▸ Document text
· · · · · · ·

In September 1916 Ishobel Ross wrote: The wounded have been coming in all day, nearly all frightfully bad cases. We have our kitchen now, it is like an Indian bungalow all made of rushes. From the window we can see the ambulances arriving at the reception tent, and the poor men carried in. All the Serbs working in the camp are so pleased to have the hospital started at last, and indeed we are too. Poor Ethel is in the surgical ward and has had an awful day of it - three of the men, very badly wounded in the head, died tonight. We get the worse cases here and some of the wounded have been lying untended for two days.
In 1917, one of the nurses, Katherine Harley, aged 62, was killed by a shell at Monastir in Tunisia. According to Elizabeth Crawford, the author of The Suffragette Movement (1999): "She worked both in France and Serbia. Not an easy colleague, and not one happy to take orders, she was killed by a shell at Monastir, where, as one woman doctor laconically noted, she had no need to be."
Primary Sources
(1) Dr. I. Hutton described the state of the patients that the women nursed at the Royaumont Abbey Hospital.
It was bitterly cold. The patients who were not in a raging fever shivered and tried vainly to adjust their tattered uniforms to gain a little warmth. Their clothing crawled with maggots and bugs and their bodies with lice. Dying men lay huddled so closely together on the floor that they touched each other. Others sat up gasping and blue in the throes of pneumonia. Blood and pus oozed from the wounds. A few of the patients feebly extended their hands but most of them were too ill to care what happened. Seventy-odd soldiers, in the last stages of dysentery lay crouched along the walls, emaciated, dying. They crawled outside from time to time. There were no sanitary arrangements and the grass plot was foul.
(2) Elsie Bowerman, letter to her mother, Edith Chibnall (5th July 1916)
Mrs Haverfield has just asked me to go out to Serbia at the beginning of August, to drive a car - May I go? I know Miss Whitelaw would let me off Wycombe to go. It is what I've been dying to do & drive a car ever since the war started. I should have to spend the week after the procession learning to drive - the cars are Fords - if I went I would come home when I come back I would not have to go to W.A. It is really like a chance to go to the front. They want drivers so badly. So do say yes - It is too thrilling for words.
(3) Ishobel Ross, diary entry (19th September, 1916)
The wounded have been coming in all day, nearly all frightfully bad cases. We have our kitchen now, it is like an Indian bungalow all made of rushes. From the window we can see the ambulances arriving at the reception tent, and the poor men carried in. All the Serbs working in the camp are so pleased to have the hospital started at last, and indeed we are too. Poor Ethel is in the surgical ward and has had an awful day of it - three of the men, very badly wounded in the head, died tonight. We get the worse cases here and some of the wounded have been lying untended for two days.

· · · · · · ·

▸ Records shown
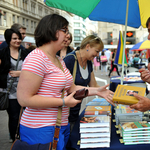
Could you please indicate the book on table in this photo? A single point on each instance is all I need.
(96, 135)
(95, 121)
(142, 131)
(134, 126)
(102, 103)
(124, 94)
(94, 140)
(144, 141)
(123, 113)
(98, 100)
(94, 145)
(97, 110)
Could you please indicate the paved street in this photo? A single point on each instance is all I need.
(4, 135)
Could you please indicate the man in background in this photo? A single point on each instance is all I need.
(144, 102)
(21, 29)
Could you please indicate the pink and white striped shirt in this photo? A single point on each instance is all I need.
(54, 81)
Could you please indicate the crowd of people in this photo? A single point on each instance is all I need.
(47, 69)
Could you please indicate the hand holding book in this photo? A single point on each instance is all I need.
(143, 103)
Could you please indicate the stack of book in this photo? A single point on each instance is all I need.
(91, 111)
(123, 113)
(98, 102)
(95, 132)
(135, 132)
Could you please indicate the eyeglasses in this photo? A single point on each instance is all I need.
(66, 31)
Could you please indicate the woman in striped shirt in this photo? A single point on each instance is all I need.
(41, 84)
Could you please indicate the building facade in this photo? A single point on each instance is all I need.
(28, 13)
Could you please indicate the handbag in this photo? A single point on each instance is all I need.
(21, 145)
(4, 95)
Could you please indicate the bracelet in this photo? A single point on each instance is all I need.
(63, 102)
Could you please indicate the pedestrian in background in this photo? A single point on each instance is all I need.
(89, 49)
(8, 60)
(21, 29)
(41, 84)
(103, 63)
(66, 49)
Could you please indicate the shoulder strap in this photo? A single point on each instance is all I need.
(74, 68)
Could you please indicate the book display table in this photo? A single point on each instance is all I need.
(114, 144)
(115, 80)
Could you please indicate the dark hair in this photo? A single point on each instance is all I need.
(70, 37)
(31, 48)
(92, 40)
(48, 26)
(149, 60)
(17, 26)
(147, 22)
(8, 35)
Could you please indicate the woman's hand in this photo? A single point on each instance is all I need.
(70, 101)
(145, 75)
(105, 93)
(143, 104)
(15, 73)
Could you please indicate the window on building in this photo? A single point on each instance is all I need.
(77, 38)
(40, 10)
(109, 39)
(33, 7)
(76, 24)
(5, 23)
(14, 19)
(15, 2)
(25, 4)
(17, 19)
(32, 26)
(76, 31)
(76, 18)
(27, 24)
(23, 22)
(83, 32)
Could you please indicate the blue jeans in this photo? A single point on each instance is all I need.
(45, 135)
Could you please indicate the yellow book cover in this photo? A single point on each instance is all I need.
(98, 110)
(124, 94)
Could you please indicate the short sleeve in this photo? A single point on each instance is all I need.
(35, 63)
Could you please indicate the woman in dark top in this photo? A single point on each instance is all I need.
(66, 49)
(90, 48)
(112, 59)
(8, 60)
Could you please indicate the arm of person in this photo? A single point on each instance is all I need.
(93, 82)
(99, 91)
(143, 104)
(110, 58)
(28, 86)
(15, 73)
(145, 75)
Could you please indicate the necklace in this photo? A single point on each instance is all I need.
(81, 60)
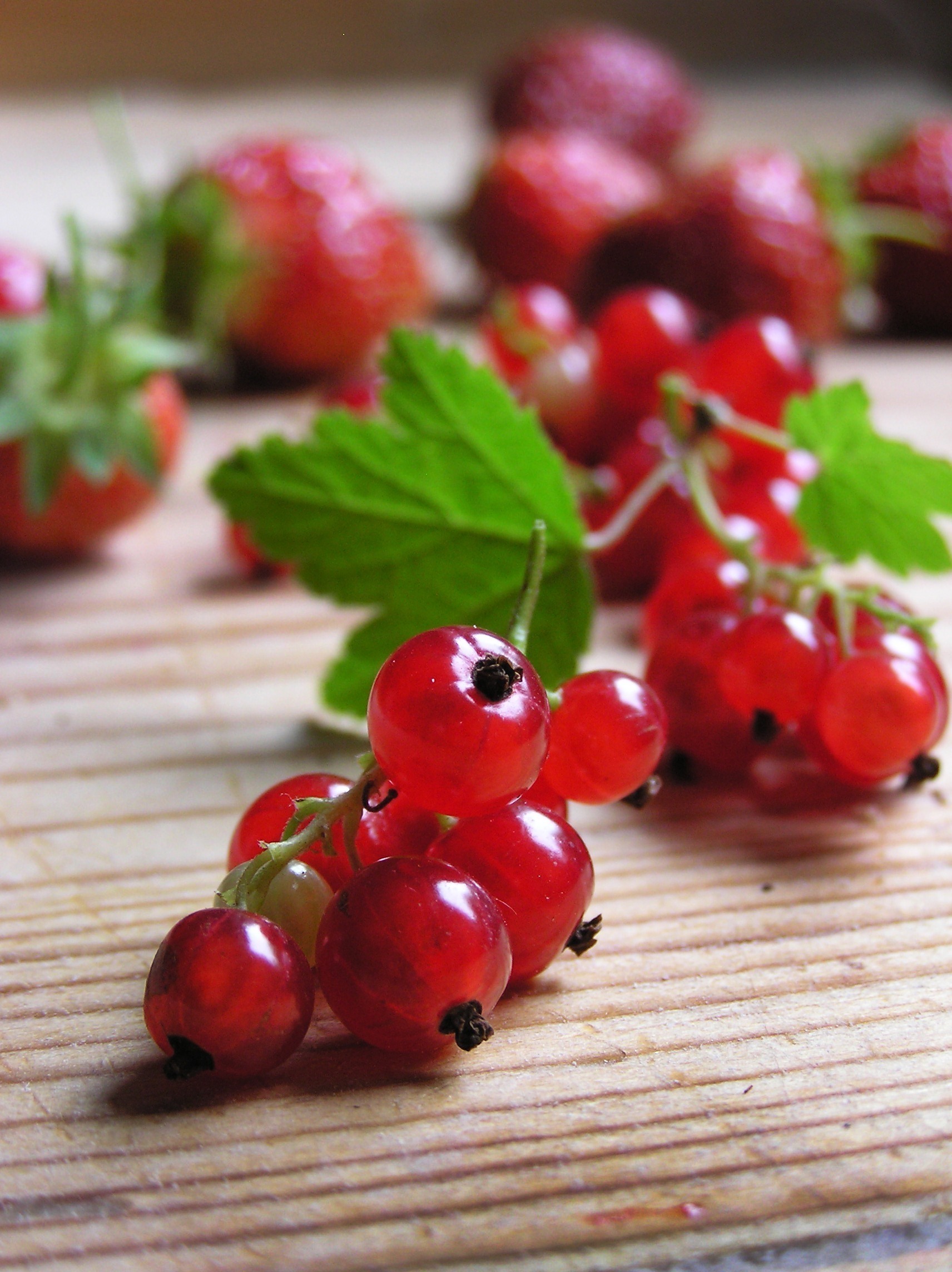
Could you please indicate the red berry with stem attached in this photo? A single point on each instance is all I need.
(400, 828)
(632, 567)
(562, 385)
(682, 672)
(607, 737)
(642, 334)
(523, 324)
(689, 588)
(228, 991)
(296, 900)
(538, 871)
(459, 721)
(774, 662)
(413, 953)
(755, 364)
(545, 197)
(875, 714)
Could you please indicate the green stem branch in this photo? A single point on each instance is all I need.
(618, 527)
(320, 816)
(521, 622)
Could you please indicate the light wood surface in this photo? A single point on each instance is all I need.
(756, 1057)
(757, 1051)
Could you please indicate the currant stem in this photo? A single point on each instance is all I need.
(324, 814)
(618, 527)
(521, 622)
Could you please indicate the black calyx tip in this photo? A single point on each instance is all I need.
(644, 794)
(704, 419)
(468, 1023)
(376, 808)
(186, 1060)
(923, 769)
(495, 676)
(584, 935)
(764, 727)
(681, 769)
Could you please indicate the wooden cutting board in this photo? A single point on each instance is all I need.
(756, 1056)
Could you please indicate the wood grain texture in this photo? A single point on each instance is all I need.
(757, 1055)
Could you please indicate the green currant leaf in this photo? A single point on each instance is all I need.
(424, 514)
(874, 496)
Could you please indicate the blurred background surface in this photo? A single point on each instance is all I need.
(396, 80)
(58, 43)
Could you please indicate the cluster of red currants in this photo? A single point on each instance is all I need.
(416, 895)
(845, 676)
(597, 391)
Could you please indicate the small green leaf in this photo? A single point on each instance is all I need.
(46, 457)
(424, 514)
(874, 496)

· · · · · · ·

▸ To do
- 1) Using the wartime hospital text, decide whether each statement agrees with it. Answer yes or no for each and quote the words that decide it. (a) Katherine Harley was 62 when she was killed. (b) Elsie Bowerman was asked to go to Serbia at the beginning of September. (c) Ishobel Ross wrote that five men with head wounds died that night.
- 2) List every item under the heading "Primary Sources" in the wartime hospital text, giving each one's author and kind of writing.

▸ Exercise answers
- 1)
(a) Yes: "Katherine Harley, aged 62, was killed by a shell"
(b) No: "to go out to Serbia at the beginning of August"
(c) No: "three of the men, very badly wounded in the head, died tonight"

- 2)
(1) Dr. I. Hutton: a description of the state of the patients at the Royaumont Abbey Hospital
(2) Elsie Bowerman: a letter to her mother, Edith Chibnall (5th July 1916)
(3) Ishobel Ross: a diary entry (19th September, 1916)